▶ _THE PROBLEM_
Transcribe the listing below only from the line with "pool, written as integer pixel values." up to and including the line with "arm, written as integer pixel values.".

▶ _RAW DATA_
------------------------------
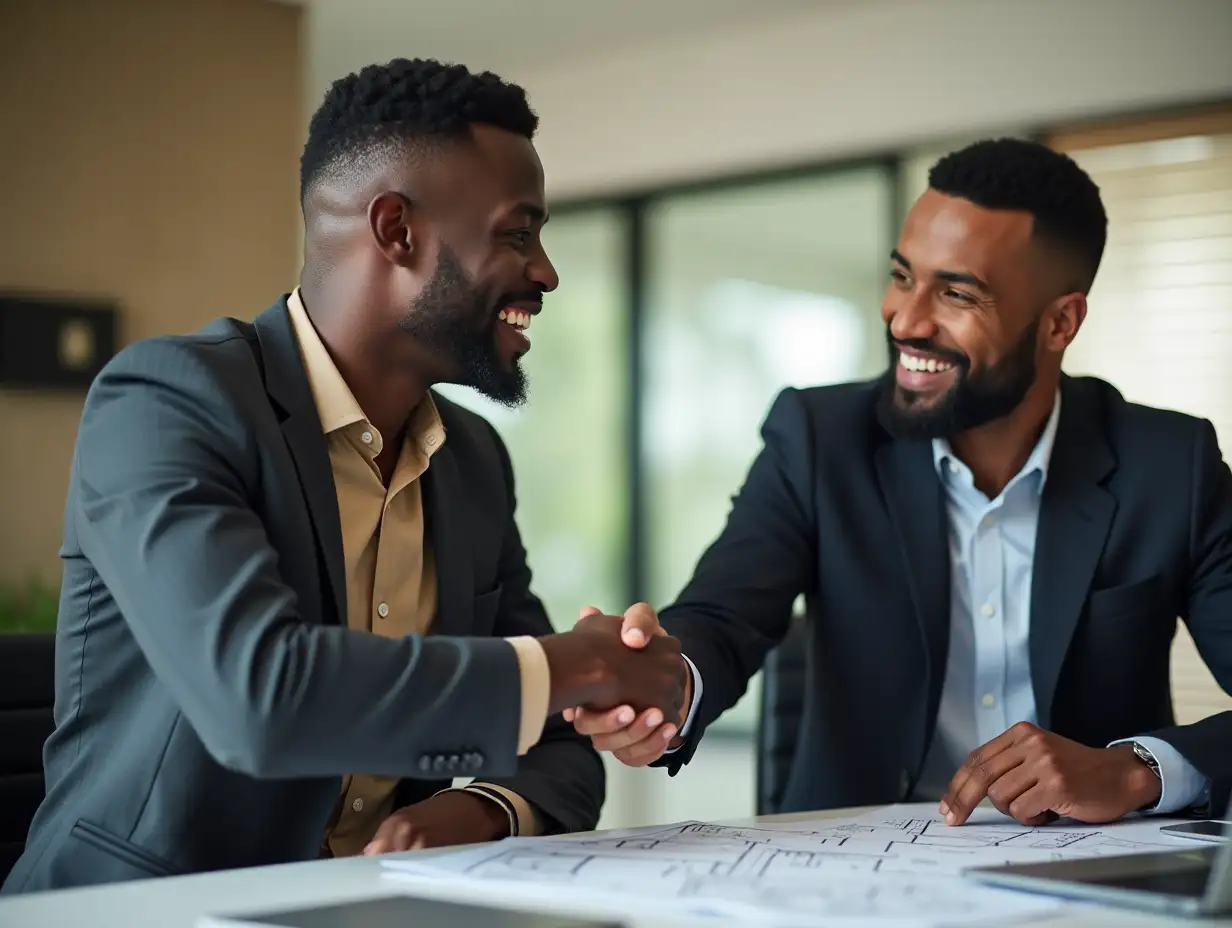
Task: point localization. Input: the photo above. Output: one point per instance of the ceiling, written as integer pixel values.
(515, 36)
------------------------------
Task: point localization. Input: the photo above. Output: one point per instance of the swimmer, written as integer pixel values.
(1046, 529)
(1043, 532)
------------------------------
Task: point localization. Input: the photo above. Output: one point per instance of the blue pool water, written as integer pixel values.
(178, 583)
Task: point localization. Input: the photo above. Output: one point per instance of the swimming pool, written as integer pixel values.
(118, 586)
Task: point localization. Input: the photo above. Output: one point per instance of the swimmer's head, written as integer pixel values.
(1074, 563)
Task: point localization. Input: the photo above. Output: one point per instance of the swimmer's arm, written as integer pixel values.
------------------------------
▶ _TASK RESPONSE_
Task: point localization. Input: the photo above. Output: one point per instance of the swimming pool, written as integer pixel values.
(118, 586)
Task: point localization. Input: the photo above. Output: one point per instance of the swimmer's head, written as integer pixel values.
(1074, 563)
Task: point localization. Input: the photo above. Output: one point per instance of the swimmer's arm, written as integer pixel values.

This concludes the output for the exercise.